Saved data entries
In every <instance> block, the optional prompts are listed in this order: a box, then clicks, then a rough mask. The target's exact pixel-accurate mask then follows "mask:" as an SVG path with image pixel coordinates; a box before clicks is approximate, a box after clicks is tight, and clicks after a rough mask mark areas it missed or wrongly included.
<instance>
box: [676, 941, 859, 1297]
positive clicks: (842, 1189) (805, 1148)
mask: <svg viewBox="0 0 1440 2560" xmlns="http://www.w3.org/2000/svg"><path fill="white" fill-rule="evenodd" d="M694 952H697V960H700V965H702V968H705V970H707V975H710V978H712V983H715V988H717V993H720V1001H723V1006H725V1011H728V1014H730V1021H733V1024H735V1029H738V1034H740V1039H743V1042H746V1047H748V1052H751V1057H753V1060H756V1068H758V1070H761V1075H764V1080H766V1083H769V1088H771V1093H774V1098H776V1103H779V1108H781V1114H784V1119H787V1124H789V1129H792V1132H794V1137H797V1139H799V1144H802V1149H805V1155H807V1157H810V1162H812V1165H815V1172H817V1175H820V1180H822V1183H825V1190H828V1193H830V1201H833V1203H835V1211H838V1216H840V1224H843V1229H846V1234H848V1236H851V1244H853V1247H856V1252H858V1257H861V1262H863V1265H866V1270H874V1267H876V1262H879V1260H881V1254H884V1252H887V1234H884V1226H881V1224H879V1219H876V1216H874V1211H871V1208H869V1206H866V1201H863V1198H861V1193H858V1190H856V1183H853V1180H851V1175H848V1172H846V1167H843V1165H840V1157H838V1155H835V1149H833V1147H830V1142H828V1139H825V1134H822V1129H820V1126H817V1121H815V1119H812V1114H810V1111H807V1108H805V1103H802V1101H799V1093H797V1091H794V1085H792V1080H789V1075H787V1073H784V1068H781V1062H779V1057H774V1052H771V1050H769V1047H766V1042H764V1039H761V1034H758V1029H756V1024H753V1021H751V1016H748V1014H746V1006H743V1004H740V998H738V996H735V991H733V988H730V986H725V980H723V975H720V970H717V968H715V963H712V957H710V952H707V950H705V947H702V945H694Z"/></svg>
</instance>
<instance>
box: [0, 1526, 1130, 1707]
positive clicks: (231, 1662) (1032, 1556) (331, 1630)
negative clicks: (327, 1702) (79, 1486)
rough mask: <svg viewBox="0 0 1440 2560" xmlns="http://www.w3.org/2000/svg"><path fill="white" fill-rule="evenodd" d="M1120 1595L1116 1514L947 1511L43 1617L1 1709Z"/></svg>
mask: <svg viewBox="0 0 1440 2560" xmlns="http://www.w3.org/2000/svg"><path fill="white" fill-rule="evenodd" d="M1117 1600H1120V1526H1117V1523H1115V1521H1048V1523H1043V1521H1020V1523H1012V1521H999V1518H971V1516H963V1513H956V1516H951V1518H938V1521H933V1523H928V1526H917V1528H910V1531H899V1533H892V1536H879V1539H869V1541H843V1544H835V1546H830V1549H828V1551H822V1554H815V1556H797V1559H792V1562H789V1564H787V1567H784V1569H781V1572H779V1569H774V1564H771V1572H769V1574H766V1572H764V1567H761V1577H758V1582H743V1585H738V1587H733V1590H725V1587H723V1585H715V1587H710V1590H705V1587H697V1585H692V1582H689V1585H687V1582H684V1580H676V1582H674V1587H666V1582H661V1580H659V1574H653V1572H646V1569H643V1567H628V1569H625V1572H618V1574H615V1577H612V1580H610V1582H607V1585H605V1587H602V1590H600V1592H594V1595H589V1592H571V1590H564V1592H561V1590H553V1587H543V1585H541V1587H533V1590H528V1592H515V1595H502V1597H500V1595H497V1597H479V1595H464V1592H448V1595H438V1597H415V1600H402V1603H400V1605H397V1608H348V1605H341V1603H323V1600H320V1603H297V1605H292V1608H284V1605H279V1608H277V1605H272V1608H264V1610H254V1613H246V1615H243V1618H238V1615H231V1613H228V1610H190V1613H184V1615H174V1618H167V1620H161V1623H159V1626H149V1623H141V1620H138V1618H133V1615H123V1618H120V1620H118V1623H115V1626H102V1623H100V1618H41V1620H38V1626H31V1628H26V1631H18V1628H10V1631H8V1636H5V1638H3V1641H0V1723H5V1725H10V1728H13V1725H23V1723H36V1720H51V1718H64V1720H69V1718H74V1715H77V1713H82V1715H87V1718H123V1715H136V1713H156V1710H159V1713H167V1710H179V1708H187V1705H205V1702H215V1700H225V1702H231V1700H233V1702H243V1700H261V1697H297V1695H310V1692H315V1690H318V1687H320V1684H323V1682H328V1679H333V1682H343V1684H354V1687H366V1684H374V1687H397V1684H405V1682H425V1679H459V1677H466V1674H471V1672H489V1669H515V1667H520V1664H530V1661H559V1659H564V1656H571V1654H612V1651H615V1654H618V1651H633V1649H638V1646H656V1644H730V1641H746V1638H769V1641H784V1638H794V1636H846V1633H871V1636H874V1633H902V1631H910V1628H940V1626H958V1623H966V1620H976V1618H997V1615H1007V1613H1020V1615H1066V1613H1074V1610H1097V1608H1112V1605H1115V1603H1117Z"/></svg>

What needs to be done>
Ascertain the number of lines in the entries that include the word "instance", and report only that number.

Answer box>
4